Exercise objective
Repeat exactly, and only, the lines from the one holding "Where can you see the white dress" through the last line of the records below.

The data
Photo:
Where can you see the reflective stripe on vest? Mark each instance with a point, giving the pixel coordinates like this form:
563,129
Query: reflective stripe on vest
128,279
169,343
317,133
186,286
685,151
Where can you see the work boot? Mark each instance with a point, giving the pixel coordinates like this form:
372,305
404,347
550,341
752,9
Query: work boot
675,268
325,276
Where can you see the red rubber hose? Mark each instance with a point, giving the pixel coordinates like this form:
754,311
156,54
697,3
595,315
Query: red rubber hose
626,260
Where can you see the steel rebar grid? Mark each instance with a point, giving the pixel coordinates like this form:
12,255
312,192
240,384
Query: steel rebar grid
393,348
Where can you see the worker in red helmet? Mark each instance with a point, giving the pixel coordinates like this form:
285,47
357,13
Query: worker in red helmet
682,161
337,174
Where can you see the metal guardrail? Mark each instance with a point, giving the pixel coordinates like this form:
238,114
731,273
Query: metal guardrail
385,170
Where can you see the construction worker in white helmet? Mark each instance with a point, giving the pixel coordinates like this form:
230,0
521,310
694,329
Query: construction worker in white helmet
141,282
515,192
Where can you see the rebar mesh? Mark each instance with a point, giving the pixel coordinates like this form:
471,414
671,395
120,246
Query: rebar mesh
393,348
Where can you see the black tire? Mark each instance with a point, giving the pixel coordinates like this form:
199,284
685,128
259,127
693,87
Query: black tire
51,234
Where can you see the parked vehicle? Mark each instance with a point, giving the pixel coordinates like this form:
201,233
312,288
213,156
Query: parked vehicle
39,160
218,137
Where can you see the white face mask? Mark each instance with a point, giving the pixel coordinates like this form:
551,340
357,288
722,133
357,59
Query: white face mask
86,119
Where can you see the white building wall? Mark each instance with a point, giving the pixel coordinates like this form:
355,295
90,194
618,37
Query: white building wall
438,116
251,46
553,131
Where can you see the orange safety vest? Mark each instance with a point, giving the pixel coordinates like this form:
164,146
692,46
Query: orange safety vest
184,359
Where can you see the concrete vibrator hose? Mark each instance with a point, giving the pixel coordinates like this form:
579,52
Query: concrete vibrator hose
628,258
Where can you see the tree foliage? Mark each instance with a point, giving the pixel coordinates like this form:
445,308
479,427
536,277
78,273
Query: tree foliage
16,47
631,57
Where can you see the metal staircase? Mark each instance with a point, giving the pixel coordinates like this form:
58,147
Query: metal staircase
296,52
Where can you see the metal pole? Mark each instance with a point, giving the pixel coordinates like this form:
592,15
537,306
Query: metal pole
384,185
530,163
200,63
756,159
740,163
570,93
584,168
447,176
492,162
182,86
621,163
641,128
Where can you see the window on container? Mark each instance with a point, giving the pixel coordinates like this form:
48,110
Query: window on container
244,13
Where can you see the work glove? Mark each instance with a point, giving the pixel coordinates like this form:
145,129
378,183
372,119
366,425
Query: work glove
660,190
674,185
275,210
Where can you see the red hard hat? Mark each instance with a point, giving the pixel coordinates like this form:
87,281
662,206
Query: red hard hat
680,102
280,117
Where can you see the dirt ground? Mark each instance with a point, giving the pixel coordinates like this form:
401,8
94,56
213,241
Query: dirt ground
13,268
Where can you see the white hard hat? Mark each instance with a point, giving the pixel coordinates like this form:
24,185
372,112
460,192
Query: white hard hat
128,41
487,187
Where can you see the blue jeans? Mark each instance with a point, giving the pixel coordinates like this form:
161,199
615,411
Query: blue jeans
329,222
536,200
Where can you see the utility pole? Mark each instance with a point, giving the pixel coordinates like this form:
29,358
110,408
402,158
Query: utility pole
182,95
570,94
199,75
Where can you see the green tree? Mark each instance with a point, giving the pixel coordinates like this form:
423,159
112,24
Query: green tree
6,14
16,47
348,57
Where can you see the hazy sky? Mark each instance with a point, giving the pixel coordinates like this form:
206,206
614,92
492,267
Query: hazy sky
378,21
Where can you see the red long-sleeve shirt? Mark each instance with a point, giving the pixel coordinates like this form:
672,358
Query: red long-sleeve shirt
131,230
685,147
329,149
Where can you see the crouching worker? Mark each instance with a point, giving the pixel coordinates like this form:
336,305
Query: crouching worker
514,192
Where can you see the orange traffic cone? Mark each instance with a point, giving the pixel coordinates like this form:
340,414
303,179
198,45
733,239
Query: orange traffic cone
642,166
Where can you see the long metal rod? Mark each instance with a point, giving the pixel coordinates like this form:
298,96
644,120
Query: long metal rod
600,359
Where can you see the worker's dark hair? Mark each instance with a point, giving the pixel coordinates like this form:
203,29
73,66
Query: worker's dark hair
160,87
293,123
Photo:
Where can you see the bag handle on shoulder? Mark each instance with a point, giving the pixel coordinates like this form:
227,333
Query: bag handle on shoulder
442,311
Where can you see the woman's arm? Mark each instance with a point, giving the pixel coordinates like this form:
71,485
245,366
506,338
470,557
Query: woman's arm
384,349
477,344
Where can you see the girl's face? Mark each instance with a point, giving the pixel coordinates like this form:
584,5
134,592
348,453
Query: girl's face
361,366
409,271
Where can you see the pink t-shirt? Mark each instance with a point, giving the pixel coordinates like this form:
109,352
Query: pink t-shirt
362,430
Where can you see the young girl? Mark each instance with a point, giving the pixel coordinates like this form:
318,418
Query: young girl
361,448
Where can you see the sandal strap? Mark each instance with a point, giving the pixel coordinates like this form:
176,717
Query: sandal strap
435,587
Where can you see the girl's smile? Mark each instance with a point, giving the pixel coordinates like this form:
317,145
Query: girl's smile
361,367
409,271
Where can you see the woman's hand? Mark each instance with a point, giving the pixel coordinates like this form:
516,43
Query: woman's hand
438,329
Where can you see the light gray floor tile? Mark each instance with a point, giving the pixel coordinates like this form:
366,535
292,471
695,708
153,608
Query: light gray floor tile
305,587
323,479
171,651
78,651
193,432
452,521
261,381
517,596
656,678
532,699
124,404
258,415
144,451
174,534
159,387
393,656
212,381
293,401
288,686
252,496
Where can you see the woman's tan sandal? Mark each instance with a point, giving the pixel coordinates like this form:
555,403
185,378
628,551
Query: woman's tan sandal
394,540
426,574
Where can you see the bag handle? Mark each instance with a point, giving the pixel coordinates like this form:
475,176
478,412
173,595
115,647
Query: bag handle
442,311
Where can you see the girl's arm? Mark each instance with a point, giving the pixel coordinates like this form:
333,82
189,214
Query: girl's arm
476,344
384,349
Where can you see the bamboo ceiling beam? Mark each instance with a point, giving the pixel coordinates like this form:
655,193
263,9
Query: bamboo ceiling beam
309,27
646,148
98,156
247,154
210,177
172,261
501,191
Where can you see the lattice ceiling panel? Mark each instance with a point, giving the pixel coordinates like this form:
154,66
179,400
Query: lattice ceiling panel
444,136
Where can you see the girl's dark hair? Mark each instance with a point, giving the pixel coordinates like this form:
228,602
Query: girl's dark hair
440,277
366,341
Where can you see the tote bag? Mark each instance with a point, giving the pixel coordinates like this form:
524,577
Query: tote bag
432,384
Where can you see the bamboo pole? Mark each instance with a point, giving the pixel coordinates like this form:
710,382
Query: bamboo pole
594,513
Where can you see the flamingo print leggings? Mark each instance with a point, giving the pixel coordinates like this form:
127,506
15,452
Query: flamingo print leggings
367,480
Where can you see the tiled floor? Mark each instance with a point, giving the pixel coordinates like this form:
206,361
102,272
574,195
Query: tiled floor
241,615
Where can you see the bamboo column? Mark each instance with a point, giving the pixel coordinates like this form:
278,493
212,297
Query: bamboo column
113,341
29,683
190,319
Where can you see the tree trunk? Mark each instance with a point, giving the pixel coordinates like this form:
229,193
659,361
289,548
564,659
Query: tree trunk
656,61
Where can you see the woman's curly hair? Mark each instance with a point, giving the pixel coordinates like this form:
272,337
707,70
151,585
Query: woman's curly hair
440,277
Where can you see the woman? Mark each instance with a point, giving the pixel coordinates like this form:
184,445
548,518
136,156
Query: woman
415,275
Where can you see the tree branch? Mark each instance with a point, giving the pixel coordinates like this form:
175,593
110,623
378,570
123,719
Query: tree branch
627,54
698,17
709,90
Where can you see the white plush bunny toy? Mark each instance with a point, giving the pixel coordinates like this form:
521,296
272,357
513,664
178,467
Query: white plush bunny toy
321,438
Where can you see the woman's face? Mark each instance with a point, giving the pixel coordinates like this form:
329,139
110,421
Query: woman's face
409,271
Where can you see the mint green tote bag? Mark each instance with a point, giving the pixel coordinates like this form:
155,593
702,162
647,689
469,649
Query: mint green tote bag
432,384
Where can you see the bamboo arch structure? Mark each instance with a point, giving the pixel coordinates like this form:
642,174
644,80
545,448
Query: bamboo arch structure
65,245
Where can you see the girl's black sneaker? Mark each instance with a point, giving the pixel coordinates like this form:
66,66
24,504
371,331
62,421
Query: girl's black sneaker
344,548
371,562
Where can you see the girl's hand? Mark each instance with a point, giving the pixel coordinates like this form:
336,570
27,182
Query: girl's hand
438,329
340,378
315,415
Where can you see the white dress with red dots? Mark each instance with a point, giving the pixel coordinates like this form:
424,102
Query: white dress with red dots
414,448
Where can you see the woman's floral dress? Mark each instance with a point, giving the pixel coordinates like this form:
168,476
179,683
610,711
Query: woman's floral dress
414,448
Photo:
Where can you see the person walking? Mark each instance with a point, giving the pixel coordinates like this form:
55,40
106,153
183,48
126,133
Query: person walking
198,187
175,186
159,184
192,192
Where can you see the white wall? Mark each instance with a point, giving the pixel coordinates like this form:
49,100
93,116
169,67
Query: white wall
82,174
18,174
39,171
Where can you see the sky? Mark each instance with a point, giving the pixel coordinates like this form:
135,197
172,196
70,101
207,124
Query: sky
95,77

Task response
Where can you see the white dress with red dots? Mark each instance with a point, giving the pixel coordinates like this form:
424,102
Query: white dress with red dots
414,448
Where can you see the woman's floral dress? Mark each instance with a point, giving the pixel coordinates like this form:
168,476
179,683
610,711
Query: woman's floral dress
414,448
Photo:
Where can you see the person walking? Mark each instance with a point, giving the pixel coordinates like this form:
55,40
106,153
183,48
126,133
Query: person walking
198,187
175,186
159,184
192,192
Where can you see the white wall? Mark each instance with a point, giving the pixel coordinates like this form:
49,100
93,116
169,67
Query: white wall
82,174
18,174
39,171
Where can you see the sky? Mark each instance with a point, giving the pixel coordinates like this form:
135,197
172,196
70,101
207,124
Query: sky
95,77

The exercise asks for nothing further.